* **Supplied passage**:
^^^^^^^^
Goodpasture syndrome (GPS), also known as anti–glomerular basement membrane disease, is a rare autoimmune disease in which antibodies attack the basement membrane in lungs and kidneys, leading to bleeding from the lungs, glomerulonephritis, and kidney failure. It is thought to attack the alpha-3 subunit of type IV collagen, which has therefore been referred to as Goodpasture’s antigen.
Goodpasture syndrome may quickly result in permanent lung and kidney damage, often leading to death. It is treated with medications that suppress the immune system such as corticosteroids and cyclophosphamide, and with plasmapheresis, in which the antibodies are removed from the blood. The disease was first described by an American pathologist Ernest Goodpasture of Vanderbilt University in 1919 and was later named in his honor.
^^^^^^^^
* **Supplied entries**:
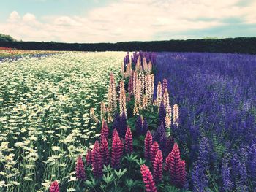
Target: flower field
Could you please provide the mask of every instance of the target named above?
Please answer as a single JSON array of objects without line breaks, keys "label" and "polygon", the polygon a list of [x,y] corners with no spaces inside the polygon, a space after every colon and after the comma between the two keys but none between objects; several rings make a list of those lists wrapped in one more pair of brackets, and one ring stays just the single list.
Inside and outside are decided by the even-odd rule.
[{"label": "flower field", "polygon": [[76,158],[99,135],[90,109],[106,100],[110,72],[121,77],[124,54],[0,63],[1,191],[47,191],[54,180],[73,187]]},{"label": "flower field", "polygon": [[255,56],[66,52],[0,66],[0,191],[256,191]]},{"label": "flower field", "polygon": [[0,47],[0,61],[7,61],[10,59],[17,60],[23,57],[42,57],[56,53],[60,53],[60,51],[48,51],[48,50],[22,50],[12,49],[9,47]]}]

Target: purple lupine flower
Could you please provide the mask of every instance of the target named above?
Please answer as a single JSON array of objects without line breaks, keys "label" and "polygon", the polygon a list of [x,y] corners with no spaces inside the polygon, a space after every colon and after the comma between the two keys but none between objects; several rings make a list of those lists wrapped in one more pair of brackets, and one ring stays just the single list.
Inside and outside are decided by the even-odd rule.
^^^^^^^^
* **Work instruction 1**:
According to the Goodpasture syndrome text, why has the alpha-3 subunit of type IV collagen been called Goodpasture's antigen?
* **Work instruction 2**:
In the Goodpasture syndrome text, in what year was the disease first described?

* **Exercise solution 1**:
The disease is thought to attack the alpha-3 subunit of type IV collagen. For that reason, the subunit has been referred to as Goodpasture's antigen.

* **Exercise solution 2**:
It was first described in 1919.